- EXERCISE OBJECTIVE -
Print all the data, keeping every line exactly as it is.

- ENTRIES SUPPLIED -

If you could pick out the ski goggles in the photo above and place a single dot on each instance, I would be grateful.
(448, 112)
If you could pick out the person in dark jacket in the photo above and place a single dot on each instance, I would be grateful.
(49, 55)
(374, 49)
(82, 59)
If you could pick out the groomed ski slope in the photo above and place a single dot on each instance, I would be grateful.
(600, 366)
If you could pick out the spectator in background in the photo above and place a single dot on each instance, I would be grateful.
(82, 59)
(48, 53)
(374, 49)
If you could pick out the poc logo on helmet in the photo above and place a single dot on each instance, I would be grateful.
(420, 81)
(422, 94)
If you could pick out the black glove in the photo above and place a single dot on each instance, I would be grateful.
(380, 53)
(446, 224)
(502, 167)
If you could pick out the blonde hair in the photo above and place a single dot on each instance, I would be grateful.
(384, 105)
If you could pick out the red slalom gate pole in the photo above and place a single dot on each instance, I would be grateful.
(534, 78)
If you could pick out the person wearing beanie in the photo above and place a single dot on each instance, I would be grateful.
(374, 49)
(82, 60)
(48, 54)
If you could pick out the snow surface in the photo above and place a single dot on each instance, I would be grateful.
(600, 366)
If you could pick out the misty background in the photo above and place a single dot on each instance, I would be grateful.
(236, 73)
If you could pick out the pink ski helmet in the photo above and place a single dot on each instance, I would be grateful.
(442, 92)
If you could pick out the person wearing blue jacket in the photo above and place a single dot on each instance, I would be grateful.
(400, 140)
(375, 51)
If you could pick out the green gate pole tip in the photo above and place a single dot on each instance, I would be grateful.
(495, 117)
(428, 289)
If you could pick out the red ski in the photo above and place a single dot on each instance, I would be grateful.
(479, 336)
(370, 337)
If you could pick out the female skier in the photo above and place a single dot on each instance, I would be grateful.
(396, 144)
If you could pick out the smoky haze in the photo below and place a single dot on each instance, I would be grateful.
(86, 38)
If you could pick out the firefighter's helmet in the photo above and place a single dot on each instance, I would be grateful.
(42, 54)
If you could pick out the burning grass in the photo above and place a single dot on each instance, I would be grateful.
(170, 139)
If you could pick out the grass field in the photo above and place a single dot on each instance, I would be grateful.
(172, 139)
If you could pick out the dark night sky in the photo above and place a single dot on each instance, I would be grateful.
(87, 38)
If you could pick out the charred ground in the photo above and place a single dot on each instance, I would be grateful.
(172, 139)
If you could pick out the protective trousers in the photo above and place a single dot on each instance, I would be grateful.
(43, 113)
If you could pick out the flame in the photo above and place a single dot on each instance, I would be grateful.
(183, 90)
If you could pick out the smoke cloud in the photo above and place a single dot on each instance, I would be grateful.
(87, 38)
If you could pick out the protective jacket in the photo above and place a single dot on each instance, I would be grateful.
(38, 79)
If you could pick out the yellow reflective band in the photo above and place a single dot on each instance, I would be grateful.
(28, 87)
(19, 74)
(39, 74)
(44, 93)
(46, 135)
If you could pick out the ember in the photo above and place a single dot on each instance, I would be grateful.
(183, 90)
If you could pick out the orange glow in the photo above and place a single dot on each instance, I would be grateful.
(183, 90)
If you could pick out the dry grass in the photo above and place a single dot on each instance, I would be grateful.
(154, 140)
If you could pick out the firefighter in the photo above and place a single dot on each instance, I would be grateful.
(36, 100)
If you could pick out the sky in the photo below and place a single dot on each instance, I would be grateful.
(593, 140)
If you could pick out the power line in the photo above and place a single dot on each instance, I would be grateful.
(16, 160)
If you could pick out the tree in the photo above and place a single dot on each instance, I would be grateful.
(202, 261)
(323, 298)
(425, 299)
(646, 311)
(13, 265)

- SOLUTION TO THE EXERCISE -
If you could pick out the ski goggles in the photo above and place a single dot on each instance, I would be grateful.
(448, 112)
If you could pick out the person in dark jacket in the photo above and place a single dot on each instance, I would be grateful.
(49, 55)
(374, 49)
(82, 59)
If you could pick out the groomed ski slope in the photo above and place a single dot on each instance, I would be grateful.
(600, 366)
If you could pick out the spectator in background in the photo above and place a single dot on each instance, I would be grateful.
(82, 59)
(48, 53)
(374, 49)
If you could pick out the poc logo on helmet in the photo above and place a single dot on each instance, I would be grateful.
(420, 81)
(422, 94)
If you could pick out the black glove in the photo above and place a single dot on each instance, I would be grateful.
(380, 53)
(446, 224)
(502, 167)
If you could pick out the blonde hair in the photo above and place a single dot on each instance, I would be grateful.
(384, 105)
If you could pick out the red slalom gate pole in the photo above and place a single dot on each instance, I would be grateful.
(534, 78)
If you could pick out the person wearing beanie in the photo above and place a single dot on each instance, I would be grateful.
(374, 49)
(82, 60)
(48, 54)
If you could pick out the snow surface in the photo above and place a single dot on each instance, I would be grateful.
(600, 366)
If you could pick out the misty background in the photo above and place a single dot on each instance, I would be grateful.
(236, 73)
If you could pick out the pink ski helmet in the photo above and place a single dot on each instance, I would be grateful.
(442, 92)
If you could pick out the person wearing blue jacket in the photo above and place a single dot on each instance, I would be grateful.
(400, 140)
(375, 51)
If you could pick out the green gate pole tip in the photo above and place a single dot on each instance, I would be grateful.
(495, 117)
(428, 289)
If you could pick out the red ski in the photo above and place a single dot on each instance, I would be grateful.
(479, 336)
(370, 337)
If you could pick out the female skier in the photo above and place a single dot on each instance, I would be grateful.
(396, 144)
If you could pick out the smoky haze in the photo below and place a single dot on each instance, I would be grateful.
(86, 38)
If you could pick out the firefighter's helmet in the photo above and place a single dot on each instance, I would be grateful.
(42, 54)
If you could pick out the burning grass in the photo above and place a single dot on each instance, I would be grateful.
(170, 139)
If you could pick out the grass field in the photo above and place a single dot on each instance, I would be grateful.
(172, 139)
If you could pick out the dark night sky in the photo above and place a single dot on each instance, I would be grateful.
(87, 38)
If you could pick out the charred ground in the photo above and place a single dot on each instance, I would be grateful.
(172, 139)
If you could pick out the protective trousers in the photo above and place a single dot on each instance, I would be grateful.
(43, 113)
If you could pick out the flame in the photo above and place a single dot on each instance, I would be grateful.
(183, 90)
If you could pick out the smoke cloud in the photo above and place a single dot on each instance, I would be grateful.
(87, 38)
If you could pick out the protective jacket in the photo above and place a single dot on each instance, I would be grateful.
(38, 79)
If you could pick out the yellow reflective band in the photo above and place a single dot on each instance, I would be grateful.
(28, 87)
(19, 74)
(39, 74)
(44, 93)
(46, 135)
If you could pick out the ember in the photo above and place a single dot on each instance, I would be grateful.
(183, 90)
If you could pick out the orange glow in the photo above and place a single dot on each instance, I would be grateful.
(183, 90)
If you could pick out the dry grass in the photo above and place a single dot on each instance, I would be grateful.
(154, 140)
If you could pick out the firefighter in the photo above and place a single dot on each instance, I would be grateful.
(36, 100)
If you could pick out the sky in the photo below and place a single dot on each instance, I would be grateful.
(593, 140)
If you could pick out the power line in the photo above and place a single dot on each instance, I would be grateful.
(16, 160)
If you could pick out the tree in the photo above and place a single dot on each instance, I would be grateful.
(202, 261)
(323, 298)
(425, 299)
(646, 311)
(13, 265)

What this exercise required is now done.